Segment Start: Source material

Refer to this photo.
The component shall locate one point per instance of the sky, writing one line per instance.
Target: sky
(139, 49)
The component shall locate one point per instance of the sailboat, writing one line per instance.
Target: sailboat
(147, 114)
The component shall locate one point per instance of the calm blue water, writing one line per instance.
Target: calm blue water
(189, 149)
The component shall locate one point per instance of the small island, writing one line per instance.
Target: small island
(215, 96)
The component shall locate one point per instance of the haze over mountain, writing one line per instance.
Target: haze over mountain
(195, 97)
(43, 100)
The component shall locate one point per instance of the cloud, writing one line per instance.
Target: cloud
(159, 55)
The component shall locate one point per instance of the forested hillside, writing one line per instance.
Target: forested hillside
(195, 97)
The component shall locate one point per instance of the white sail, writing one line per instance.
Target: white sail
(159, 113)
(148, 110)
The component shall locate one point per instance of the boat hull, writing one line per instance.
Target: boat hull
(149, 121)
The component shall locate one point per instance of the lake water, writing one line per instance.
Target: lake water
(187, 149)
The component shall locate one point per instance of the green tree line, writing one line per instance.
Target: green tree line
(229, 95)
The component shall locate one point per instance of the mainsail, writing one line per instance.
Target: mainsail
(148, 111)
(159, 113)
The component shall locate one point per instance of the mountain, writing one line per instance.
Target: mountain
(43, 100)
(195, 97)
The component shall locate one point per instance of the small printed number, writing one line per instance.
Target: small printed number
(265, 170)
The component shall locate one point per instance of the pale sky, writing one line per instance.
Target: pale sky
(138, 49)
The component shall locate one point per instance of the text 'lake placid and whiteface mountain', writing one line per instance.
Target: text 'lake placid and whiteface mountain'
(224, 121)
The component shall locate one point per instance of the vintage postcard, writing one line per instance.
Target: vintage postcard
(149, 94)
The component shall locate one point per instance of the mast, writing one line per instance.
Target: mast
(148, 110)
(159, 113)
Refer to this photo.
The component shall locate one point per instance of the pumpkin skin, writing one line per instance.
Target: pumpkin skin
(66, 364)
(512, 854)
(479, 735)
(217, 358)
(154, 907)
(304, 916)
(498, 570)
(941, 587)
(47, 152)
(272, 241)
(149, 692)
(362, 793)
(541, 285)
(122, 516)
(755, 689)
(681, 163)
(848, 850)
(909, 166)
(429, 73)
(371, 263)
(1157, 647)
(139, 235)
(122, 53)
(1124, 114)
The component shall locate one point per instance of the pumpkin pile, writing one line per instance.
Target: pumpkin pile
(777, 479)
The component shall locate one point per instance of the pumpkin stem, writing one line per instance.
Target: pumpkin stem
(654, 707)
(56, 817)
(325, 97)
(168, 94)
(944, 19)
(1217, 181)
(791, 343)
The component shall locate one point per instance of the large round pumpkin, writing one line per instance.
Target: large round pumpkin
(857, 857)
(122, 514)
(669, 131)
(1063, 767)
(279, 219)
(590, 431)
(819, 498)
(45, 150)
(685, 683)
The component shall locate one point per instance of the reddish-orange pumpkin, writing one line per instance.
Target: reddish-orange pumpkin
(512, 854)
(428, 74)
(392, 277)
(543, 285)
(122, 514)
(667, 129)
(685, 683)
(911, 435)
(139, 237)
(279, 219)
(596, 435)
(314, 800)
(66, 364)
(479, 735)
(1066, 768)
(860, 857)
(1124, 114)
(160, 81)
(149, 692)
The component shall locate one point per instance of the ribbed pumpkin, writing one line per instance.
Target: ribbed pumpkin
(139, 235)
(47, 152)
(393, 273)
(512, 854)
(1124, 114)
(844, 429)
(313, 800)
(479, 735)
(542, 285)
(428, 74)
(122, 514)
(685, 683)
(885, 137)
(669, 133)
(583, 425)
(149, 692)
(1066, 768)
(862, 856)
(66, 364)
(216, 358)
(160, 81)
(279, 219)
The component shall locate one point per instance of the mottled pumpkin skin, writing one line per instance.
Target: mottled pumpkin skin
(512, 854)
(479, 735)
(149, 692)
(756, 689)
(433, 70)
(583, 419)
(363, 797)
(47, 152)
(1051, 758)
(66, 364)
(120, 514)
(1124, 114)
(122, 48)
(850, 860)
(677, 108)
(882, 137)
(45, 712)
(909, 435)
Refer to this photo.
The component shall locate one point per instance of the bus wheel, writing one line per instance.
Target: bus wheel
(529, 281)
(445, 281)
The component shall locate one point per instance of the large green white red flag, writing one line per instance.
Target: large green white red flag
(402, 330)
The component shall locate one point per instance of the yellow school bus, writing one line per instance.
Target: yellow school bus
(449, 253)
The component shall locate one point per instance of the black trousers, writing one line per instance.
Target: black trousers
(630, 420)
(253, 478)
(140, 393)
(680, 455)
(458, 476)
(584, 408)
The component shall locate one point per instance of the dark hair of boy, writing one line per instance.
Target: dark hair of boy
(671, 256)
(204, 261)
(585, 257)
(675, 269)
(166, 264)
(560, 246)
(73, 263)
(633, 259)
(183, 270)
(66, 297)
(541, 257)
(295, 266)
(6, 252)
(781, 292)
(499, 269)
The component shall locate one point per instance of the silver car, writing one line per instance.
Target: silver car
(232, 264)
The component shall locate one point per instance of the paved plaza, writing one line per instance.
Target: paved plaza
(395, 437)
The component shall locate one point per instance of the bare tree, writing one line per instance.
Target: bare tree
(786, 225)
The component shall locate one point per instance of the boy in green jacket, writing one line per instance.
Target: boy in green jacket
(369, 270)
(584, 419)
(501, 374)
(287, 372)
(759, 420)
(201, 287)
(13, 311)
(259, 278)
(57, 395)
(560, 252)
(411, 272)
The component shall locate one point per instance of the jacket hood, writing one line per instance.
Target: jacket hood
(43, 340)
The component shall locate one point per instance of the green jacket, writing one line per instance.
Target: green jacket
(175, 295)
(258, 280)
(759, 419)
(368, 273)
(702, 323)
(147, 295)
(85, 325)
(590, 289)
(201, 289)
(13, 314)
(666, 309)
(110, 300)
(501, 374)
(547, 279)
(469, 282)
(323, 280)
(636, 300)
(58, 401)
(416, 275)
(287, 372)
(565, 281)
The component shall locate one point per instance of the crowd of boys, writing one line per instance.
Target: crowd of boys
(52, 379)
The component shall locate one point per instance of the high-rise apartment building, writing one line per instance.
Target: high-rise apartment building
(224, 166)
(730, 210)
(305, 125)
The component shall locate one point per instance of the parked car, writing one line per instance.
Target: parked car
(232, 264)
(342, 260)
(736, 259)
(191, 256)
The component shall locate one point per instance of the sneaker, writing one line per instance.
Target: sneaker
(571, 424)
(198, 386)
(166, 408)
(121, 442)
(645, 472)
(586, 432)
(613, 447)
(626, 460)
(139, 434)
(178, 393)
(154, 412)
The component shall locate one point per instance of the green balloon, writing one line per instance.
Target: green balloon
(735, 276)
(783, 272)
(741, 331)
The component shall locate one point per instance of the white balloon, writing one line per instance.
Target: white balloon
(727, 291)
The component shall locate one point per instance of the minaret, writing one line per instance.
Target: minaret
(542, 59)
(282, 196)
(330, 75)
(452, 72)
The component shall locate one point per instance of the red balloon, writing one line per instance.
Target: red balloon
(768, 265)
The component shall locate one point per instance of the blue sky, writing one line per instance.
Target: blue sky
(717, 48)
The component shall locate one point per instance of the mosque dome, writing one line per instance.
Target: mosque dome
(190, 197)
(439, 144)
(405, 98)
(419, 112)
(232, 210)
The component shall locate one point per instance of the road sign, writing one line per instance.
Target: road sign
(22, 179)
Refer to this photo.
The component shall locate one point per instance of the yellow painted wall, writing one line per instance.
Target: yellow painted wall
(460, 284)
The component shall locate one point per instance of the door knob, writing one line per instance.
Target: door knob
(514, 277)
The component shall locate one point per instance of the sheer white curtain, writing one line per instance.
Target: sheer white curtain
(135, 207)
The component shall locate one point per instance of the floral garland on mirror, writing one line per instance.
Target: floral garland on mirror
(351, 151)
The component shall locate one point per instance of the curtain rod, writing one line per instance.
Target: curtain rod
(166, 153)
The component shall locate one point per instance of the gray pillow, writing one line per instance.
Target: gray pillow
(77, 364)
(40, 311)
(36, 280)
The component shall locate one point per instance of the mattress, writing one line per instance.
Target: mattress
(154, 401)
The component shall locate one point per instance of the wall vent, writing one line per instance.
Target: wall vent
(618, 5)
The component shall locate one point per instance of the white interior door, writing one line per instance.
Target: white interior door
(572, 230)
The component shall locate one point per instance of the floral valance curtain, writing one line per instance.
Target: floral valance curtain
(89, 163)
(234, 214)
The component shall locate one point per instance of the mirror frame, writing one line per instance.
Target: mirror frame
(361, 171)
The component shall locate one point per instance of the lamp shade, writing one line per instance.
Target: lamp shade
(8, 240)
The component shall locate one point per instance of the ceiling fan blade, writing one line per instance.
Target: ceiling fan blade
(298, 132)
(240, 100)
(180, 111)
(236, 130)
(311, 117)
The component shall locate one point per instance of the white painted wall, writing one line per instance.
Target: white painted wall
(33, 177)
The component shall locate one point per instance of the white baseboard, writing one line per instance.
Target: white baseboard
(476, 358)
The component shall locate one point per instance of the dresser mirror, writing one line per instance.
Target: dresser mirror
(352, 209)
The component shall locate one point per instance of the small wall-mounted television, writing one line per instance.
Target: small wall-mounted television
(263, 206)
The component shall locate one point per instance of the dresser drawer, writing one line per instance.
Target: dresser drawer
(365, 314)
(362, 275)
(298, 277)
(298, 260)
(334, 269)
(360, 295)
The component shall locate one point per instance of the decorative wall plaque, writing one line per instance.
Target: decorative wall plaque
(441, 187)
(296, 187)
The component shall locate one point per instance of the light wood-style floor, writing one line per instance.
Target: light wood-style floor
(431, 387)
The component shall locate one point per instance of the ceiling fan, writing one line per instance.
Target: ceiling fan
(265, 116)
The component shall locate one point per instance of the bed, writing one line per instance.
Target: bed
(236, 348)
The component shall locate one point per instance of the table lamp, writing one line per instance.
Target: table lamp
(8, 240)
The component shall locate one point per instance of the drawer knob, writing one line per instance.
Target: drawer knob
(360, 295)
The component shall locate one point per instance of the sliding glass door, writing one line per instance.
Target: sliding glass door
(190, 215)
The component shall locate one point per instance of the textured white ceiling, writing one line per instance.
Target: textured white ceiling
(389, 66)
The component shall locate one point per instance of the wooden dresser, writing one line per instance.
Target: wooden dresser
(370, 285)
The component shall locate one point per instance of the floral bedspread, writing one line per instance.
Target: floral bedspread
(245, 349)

Segment End: Source material

=== Task to complete ===
Give back, unchanged, every line from the one with "bedspread, writing one line per instance." to the end of the entries above.

=== Output below ===
The component shall locate one point per instance of the floral bedspread, writing one line per instance.
Target: floral bedspread
(245, 349)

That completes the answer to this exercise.